**ЗАДАНИЕ**
Выпишите все названия фильмов, которые упоминаются в отрывке интервью с Михаилом Пореченковым.

**ОТРЫВОК**
------------------------------

#
Биография и личная жизньИнтервью → Михаил Пореченков - "Не вышло из меня военного"

Михаил Пореченков - "Не вышло из меня военного"


Актер Михаил Пореченков

Воплощением мужественности Михаил Пореченков стал давно. Но признается, что это ему не мешает быть сентиментальным как на сцене, так и в жизни. "Несоответствие моих внешних данных внутреннему миру несомненно есть", - говорит актер.

Совсем недавно Михаил Пореченков дебютировал в качестве режиссера-по мотивам знаменитого американского боевика «Коммандо» он поставил фильм «День Д», где и сыграл главную роль.

- Мы сидели с друзьями и думали, что хотелось бы снять. Поняли, что картин, которые нам очень нравятся с детства, довольно много - мы их часто вспоминаем, обсуждаем. Это чисто мужские фильмы, где на экране - герои. Мы сразу вспомнили «Великолепную семерку», «Хороший, плохой, злой» и «Семь самураев», стали потихоньку от работ великих спускаться к тому, что нам кажется более простым. В этот список попала, скажем, «Кобра» с Сильвестром Сталлоне, но «Коммандо» с Арнольдом Шварценеггером показался нам более компактным образцом.

------------------------------

**ИСХОДНЫЕ ДАННЫЕ**
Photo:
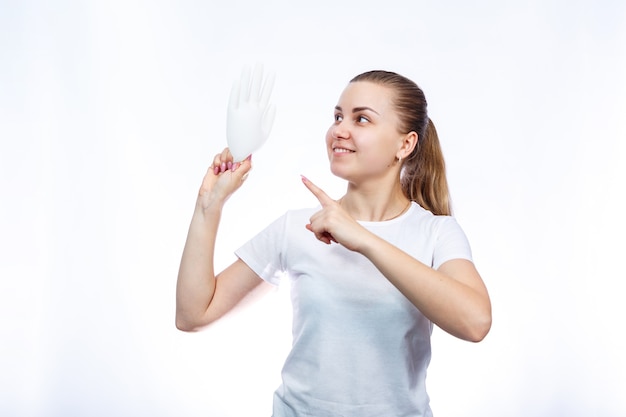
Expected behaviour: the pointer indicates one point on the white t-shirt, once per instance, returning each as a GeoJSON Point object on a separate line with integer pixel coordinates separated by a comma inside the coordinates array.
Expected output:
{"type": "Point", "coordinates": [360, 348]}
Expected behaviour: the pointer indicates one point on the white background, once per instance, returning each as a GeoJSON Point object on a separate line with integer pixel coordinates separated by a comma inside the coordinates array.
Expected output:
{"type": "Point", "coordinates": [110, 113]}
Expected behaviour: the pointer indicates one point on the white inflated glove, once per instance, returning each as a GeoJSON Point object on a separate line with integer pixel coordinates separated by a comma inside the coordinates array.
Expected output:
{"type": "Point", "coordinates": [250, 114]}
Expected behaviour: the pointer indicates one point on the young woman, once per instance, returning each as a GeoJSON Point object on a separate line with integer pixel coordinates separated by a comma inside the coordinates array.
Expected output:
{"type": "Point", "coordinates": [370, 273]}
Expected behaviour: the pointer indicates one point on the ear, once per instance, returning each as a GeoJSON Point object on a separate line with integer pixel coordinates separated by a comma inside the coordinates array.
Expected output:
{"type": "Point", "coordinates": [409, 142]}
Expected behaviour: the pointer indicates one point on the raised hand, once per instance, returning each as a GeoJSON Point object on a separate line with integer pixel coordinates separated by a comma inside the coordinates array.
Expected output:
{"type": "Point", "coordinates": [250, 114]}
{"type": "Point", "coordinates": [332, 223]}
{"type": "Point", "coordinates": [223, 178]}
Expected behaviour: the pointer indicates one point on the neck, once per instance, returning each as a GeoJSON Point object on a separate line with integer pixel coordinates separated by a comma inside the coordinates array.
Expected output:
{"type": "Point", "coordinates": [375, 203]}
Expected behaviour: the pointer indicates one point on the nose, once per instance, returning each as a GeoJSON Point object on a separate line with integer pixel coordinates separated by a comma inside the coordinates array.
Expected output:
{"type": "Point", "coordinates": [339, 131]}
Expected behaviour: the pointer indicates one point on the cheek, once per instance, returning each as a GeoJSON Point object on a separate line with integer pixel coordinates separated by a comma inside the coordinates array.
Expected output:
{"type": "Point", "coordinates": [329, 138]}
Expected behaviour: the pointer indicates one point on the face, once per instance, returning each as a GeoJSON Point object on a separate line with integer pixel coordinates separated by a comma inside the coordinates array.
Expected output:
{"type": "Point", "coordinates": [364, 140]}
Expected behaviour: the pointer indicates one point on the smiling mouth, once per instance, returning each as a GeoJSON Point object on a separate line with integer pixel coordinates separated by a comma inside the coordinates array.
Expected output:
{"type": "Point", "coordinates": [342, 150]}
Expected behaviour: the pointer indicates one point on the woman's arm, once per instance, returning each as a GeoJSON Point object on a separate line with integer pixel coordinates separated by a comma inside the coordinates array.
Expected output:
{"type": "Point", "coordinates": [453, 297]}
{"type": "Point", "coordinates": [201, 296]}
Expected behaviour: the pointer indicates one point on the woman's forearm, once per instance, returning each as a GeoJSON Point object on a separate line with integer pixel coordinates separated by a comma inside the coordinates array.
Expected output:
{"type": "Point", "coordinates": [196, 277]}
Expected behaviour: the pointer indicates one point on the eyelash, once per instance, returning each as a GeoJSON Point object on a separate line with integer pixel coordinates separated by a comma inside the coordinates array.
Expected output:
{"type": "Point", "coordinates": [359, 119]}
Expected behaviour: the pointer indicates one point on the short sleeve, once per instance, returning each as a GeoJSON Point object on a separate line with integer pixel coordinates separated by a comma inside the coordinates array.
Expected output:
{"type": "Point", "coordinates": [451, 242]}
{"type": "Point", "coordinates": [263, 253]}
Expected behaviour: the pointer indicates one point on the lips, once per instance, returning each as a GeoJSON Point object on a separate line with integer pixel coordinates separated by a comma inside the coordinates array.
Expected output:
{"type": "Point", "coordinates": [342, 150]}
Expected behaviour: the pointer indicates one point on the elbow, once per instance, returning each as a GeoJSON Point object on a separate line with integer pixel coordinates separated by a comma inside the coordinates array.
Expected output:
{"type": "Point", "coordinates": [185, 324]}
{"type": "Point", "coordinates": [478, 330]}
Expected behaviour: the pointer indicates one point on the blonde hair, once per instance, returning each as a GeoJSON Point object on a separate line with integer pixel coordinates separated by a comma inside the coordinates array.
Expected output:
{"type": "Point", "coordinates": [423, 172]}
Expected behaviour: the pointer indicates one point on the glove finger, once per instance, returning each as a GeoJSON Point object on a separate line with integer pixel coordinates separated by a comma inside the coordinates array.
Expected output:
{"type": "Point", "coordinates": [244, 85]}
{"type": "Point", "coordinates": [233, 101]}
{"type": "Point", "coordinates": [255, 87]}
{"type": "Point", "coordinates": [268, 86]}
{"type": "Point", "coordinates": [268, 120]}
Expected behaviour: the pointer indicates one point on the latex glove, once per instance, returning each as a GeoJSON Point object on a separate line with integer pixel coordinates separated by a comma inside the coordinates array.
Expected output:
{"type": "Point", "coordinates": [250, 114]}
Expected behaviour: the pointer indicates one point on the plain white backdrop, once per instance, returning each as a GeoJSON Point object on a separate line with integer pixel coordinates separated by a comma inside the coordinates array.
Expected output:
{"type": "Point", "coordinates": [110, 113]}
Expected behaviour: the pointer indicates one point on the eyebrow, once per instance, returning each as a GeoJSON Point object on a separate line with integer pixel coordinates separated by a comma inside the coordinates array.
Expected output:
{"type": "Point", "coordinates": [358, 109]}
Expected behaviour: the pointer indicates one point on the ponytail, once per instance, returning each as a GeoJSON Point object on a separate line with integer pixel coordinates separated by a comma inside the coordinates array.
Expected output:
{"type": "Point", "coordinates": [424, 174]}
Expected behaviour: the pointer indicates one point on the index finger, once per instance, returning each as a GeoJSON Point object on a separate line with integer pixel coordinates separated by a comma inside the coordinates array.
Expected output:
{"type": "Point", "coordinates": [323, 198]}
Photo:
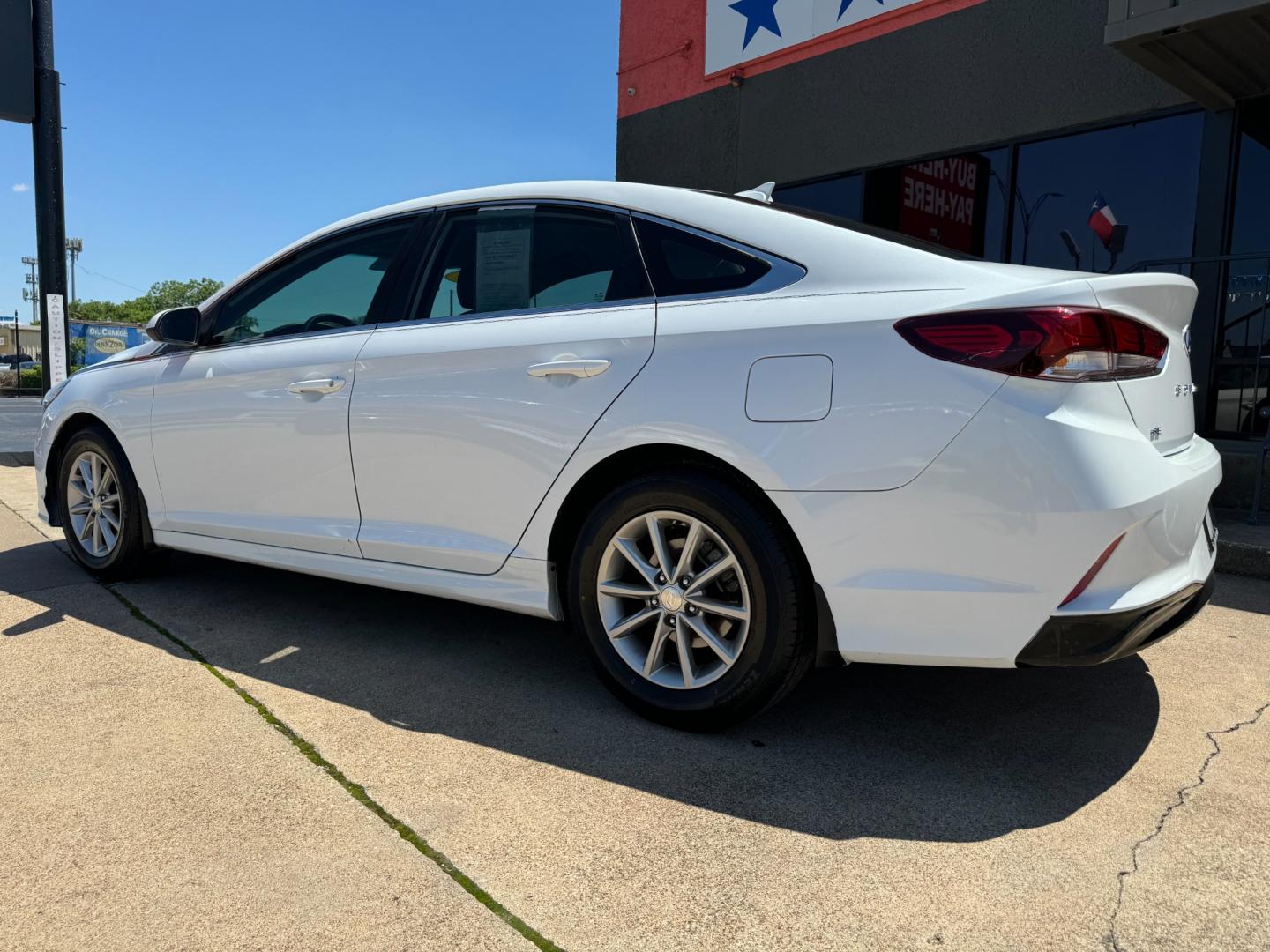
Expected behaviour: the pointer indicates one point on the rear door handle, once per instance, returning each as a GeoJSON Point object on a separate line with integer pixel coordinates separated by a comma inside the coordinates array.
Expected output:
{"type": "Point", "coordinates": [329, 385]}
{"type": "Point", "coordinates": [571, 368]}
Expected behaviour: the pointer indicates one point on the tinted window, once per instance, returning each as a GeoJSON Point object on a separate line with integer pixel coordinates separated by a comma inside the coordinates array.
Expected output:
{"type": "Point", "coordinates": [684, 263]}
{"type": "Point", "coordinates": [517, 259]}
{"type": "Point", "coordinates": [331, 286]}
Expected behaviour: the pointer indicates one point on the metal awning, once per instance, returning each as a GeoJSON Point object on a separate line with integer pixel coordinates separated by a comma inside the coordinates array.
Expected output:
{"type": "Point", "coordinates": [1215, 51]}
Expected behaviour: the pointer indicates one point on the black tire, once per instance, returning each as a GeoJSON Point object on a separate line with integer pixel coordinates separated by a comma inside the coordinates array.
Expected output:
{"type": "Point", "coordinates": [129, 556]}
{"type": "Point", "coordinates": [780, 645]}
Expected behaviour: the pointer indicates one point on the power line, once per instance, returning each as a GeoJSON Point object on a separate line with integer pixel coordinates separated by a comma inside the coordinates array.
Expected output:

------------------------------

**РЕЗУЛЬТАТ ВЫПОЛНЕНИЯ**
«Коммандо»
«День Д»
«Великолепная семерка»
«Хороший, плохой, злой»
«Семь самураев»
«Кобра»